Select each line of the records below that contains the string "Target", and copy those lines in their original order.

■ Recorded information
──────────

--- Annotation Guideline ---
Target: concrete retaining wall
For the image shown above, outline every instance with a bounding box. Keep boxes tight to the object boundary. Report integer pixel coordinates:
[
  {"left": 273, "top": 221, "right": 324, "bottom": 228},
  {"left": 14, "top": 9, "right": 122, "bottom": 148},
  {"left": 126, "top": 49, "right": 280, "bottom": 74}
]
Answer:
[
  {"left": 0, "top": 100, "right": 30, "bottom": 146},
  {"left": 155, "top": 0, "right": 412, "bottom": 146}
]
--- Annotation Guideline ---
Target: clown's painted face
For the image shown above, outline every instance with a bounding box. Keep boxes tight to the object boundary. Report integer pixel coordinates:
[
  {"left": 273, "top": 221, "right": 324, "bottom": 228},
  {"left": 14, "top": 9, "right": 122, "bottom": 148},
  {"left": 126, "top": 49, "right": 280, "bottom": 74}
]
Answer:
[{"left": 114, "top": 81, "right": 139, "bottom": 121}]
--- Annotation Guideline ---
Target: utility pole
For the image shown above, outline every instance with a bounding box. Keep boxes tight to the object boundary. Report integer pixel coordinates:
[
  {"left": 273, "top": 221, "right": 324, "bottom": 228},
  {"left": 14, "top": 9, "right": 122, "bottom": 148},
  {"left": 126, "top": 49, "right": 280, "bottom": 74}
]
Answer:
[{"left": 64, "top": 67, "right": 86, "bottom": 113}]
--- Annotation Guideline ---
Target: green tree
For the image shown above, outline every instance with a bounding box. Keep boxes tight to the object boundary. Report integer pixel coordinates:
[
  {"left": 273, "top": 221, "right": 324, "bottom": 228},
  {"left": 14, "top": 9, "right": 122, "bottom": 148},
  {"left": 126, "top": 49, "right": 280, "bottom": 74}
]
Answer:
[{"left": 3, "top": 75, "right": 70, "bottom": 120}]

──────────

■ Solution
Target: concrete retaining wall
Target: clown's painted face
Target: utility pole
Target: green tree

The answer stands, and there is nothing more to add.